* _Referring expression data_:
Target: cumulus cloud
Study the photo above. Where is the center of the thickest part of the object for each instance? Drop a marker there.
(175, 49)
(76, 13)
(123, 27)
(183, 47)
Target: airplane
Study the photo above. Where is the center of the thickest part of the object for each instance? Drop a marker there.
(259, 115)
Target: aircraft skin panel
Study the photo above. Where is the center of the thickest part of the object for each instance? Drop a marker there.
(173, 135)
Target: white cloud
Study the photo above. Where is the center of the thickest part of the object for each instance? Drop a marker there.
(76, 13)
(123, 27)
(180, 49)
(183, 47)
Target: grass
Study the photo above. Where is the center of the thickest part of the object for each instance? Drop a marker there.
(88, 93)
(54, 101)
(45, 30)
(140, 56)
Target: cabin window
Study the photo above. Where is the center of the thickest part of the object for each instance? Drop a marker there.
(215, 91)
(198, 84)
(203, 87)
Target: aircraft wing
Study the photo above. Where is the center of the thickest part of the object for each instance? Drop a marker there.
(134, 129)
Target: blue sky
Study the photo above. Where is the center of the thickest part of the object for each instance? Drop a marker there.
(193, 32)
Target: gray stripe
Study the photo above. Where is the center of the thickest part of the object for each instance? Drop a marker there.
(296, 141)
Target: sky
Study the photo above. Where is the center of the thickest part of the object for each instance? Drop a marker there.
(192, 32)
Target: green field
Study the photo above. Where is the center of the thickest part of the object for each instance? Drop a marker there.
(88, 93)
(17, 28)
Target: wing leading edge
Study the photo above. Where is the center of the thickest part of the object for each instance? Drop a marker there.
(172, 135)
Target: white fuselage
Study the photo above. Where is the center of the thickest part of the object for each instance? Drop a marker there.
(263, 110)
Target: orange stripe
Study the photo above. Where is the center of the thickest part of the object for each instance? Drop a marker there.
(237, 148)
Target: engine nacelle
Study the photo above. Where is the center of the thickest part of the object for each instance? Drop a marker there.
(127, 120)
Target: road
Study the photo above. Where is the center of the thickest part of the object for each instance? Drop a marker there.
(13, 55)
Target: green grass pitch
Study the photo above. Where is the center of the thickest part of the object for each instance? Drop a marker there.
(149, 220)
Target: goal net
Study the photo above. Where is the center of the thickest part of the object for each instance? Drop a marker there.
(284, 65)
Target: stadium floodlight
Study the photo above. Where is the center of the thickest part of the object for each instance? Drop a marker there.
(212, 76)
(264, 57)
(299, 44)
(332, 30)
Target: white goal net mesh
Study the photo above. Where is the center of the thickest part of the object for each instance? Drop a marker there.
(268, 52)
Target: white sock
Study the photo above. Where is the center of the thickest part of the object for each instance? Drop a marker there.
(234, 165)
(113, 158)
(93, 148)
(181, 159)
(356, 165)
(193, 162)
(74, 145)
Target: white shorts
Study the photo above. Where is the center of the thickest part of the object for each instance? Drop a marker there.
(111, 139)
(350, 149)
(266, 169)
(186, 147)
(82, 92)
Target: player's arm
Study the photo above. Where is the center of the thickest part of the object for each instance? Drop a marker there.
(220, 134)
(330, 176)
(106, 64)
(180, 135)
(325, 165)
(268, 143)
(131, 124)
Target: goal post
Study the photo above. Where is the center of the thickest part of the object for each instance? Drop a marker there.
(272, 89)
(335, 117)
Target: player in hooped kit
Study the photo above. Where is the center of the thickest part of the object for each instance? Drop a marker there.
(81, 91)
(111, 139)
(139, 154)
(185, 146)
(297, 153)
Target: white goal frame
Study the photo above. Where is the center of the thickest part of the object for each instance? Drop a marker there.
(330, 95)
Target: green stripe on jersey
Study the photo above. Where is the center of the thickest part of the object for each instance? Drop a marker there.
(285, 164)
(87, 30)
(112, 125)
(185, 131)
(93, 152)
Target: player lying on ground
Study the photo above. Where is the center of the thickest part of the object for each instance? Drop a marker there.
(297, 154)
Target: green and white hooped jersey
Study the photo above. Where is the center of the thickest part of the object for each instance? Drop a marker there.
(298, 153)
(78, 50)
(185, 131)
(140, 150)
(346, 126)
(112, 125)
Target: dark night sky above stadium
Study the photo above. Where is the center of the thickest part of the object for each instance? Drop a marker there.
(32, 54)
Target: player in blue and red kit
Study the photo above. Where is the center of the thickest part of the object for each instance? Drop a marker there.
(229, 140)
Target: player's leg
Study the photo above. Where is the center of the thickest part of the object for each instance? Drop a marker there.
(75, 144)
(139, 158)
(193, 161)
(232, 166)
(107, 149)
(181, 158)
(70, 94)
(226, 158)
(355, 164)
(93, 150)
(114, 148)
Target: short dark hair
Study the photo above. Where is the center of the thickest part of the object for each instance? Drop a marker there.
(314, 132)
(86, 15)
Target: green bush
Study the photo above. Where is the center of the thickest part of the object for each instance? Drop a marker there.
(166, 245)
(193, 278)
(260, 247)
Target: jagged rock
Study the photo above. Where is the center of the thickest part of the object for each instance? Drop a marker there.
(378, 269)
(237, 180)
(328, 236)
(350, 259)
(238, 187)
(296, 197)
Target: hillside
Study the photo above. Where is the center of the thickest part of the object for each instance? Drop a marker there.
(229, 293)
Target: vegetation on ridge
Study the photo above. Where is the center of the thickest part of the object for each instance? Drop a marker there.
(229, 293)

* _EXERCISE DIRECTIONS_:
A single number is the answer: how many lines of the entries above contain "grass"?

* _EXERCISE SOLUTION_:
2